***** Entries provided
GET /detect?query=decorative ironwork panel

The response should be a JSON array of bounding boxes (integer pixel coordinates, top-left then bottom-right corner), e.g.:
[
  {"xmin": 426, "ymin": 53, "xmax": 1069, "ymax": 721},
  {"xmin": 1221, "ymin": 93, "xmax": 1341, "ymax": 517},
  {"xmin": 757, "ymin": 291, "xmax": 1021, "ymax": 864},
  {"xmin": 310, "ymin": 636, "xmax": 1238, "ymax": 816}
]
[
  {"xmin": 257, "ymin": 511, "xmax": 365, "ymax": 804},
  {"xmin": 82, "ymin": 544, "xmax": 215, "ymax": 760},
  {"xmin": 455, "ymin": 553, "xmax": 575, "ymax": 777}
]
**********
### Given problem
Copy out, in full and in their original order, every line of the material above that contains the string "ymin".

### Solution to this problem
  {"xmin": 426, "ymin": 53, "xmax": 1069, "ymax": 721},
  {"xmin": 1221, "ymin": 93, "xmax": 1341, "ymax": 517},
  {"xmin": 757, "ymin": 291, "xmax": 1021, "ymax": 864},
  {"xmin": 310, "ymin": 636, "xmax": 1238, "ymax": 816}
  {"xmin": 257, "ymin": 511, "xmax": 365, "ymax": 804},
  {"xmin": 82, "ymin": 544, "xmax": 215, "ymax": 760},
  {"xmin": 455, "ymin": 553, "xmax": 575, "ymax": 777}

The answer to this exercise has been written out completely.